This is stupid — and dangerous. Al Qaeda has announced its intentions play on perceptions of Western decadence and nihilism. Should the terrorists strike at our leaders, there will be a national accounting over the failure of those on the left to condemn such extremism. Alfred A. Knopf, for example, is promoting Baker’s book as a cris du coeur — “in response to the powerless seething fury many Americans felt when President Bush decided to take the nation to war.”

“Seething”? The radical Left is courting disaster and threatens to destroy the credibility of liberals who are apparently fearful of condemning the madness in their midst — this “cry of the heart” to save Saddam Hussein from the wrath of an imperialistic and bullying United States. When upscale protestors swear at delegates and parade obscene signs in New York while John Kerry goes windsurfing in shades and racing gloves, you have a recipe for disaster for wannabe populists.

OIL
We should also accept that the terrorists have finally caught on to just how fragile the world’s oil supply is. The global economy is recovering. India and China are becoming voracious energy importers. The United States will neither tap all of its own ample reserves nor embark on a new round of fuel-efficiency standards. Global speculators and investors are hypersensitive to even the slightest disruption in supply.

Thus we see daily attacks on facilities near Basra and in Kurdistan. The point of these bombings is not to shut down oil exportation altogether, but to make it clear that petroleum demand and supply is a fragile equation, requiring countries to pay exorbitant prices to unsavory regimes and causes, and to embrace political concessions.

● **Requests**
(1) Translate this sentence from the commentary on terrorism and oil into Spanish: "India and China are becoming voracious energy importers."
(2) Pick up the commentary on terrorism and oil after its last sentence and keep writing it.

● **Records shown**
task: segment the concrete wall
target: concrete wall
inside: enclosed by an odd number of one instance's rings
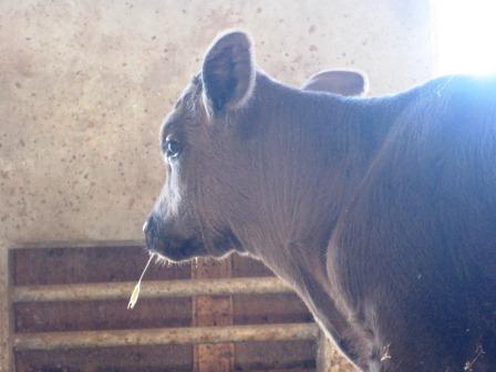
[[[376,95],[430,76],[428,20],[427,0],[1,1],[0,296],[14,241],[141,238],[161,120],[223,29],[285,82],[360,69]]]

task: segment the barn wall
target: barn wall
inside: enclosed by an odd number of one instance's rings
[[[427,0],[0,2],[0,297],[13,241],[141,238],[161,120],[232,27],[290,84],[352,68],[379,95],[432,70]]]

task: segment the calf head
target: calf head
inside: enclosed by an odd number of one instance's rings
[[[304,89],[340,93],[341,85],[328,78],[316,75]],[[286,145],[290,140],[280,130],[268,130],[285,121],[271,107],[281,100],[271,95],[270,84],[256,70],[247,34],[214,41],[202,72],[162,126],[166,180],[144,225],[151,251],[173,261],[231,251],[257,256],[252,245],[267,230],[272,238],[278,229],[291,234],[285,219],[291,215],[285,210],[291,189],[283,183],[293,182],[277,173],[298,149]]]

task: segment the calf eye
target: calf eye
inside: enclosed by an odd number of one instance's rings
[[[176,158],[180,154],[180,144],[174,140],[167,140],[165,142],[165,155],[168,158]]]

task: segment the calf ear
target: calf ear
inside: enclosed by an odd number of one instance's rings
[[[240,107],[255,85],[255,65],[249,37],[240,31],[225,33],[208,49],[202,70],[209,111]]]
[[[311,76],[301,89],[340,95],[363,95],[368,85],[366,76],[360,72],[329,70]]]

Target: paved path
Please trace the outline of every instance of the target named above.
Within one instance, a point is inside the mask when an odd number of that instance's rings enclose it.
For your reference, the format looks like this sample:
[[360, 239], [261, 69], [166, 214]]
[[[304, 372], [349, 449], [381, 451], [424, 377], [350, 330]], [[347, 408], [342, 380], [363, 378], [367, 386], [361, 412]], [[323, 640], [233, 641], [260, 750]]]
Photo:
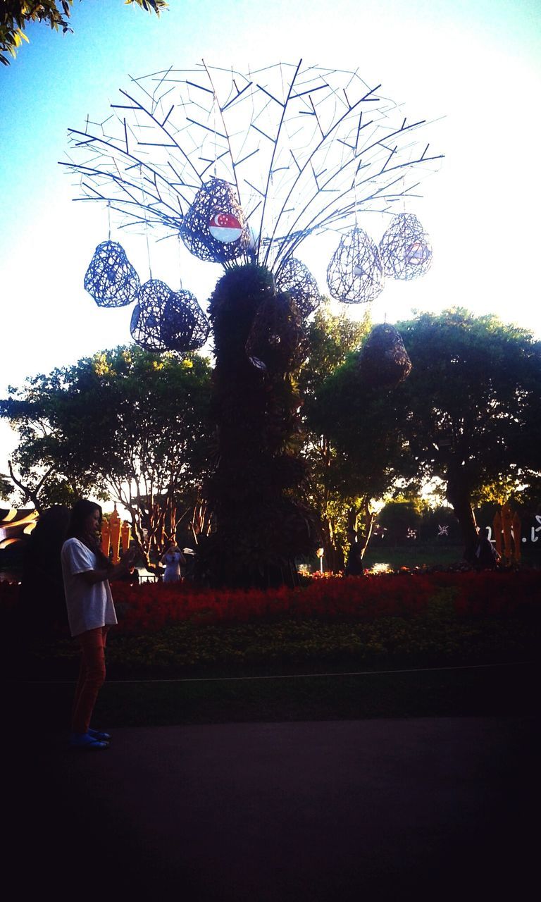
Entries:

● **Expected results**
(1) India y China se están convirtiendo en voraces importadoras de energía.

(2)
It would be naïve of us to think that a Venezuela, a Saudi Arabia, or an Iran will ever unite with us to stop such terror, when the direct result of such uncertainty is an enhanced position for their regimes and cash windfalls in the tens of billions of dollars. We should assume instead that within a year or two we may well see a series of coordinated attacks on Russian or Middle Eastern petroleum facilities and tankers, as well as efforts to knock out or flip over a large exporting country; and we should plan right now for that eventuality. Greater fuel efficiency of our cars coupled with careful drilling in the Arctic is the obvious compromise, along with more nuclear power and continued work on hybrid fuels.

NUCLEAR IRAN
Get ready for a nuclear Iran — and perhaps sooner than we think. Oil exporters don’t burn off their natural gas and then complain that they need reactors to light their streets. Only Jimmy Carter believes that. Indeed, an ideal storm has arisen that has given the Tehran theocracy unforeseen opportunities to press ahead.

The ongoing fighting in southern Iraq — astutely aided and abetted by the mullahs — gives the impression that the United States is not ready or willing to pressure the Iranians to desist. Anti-war hysteria in the United States, they assume, assures them of a temporary pass: A fragile petroleum market cannot take another Middle East war. “Preemption” and “unilateralism” are now no longer doctrines but caricatured profanities. And a Europe that appeased Saddam for cash will be outright fawning when faced with three-stage, nuclear-tipped rockets pointed at Brussels.

The furor over North Korea convinces Teheran of the attention — and bribery — to be had by threatening to go nuclear. America will soon have to face the fact that while we were hypnotized over Kerry’s medals and George Bush’s National Guard service, Iran quietly and methodically created and hid away enough bombs to threaten the world’s oil supply and much of the West itself. And the president who confronts a nuclear Iran will be demonized by the global Left in a manner that makes the present Bush-hatred look tame.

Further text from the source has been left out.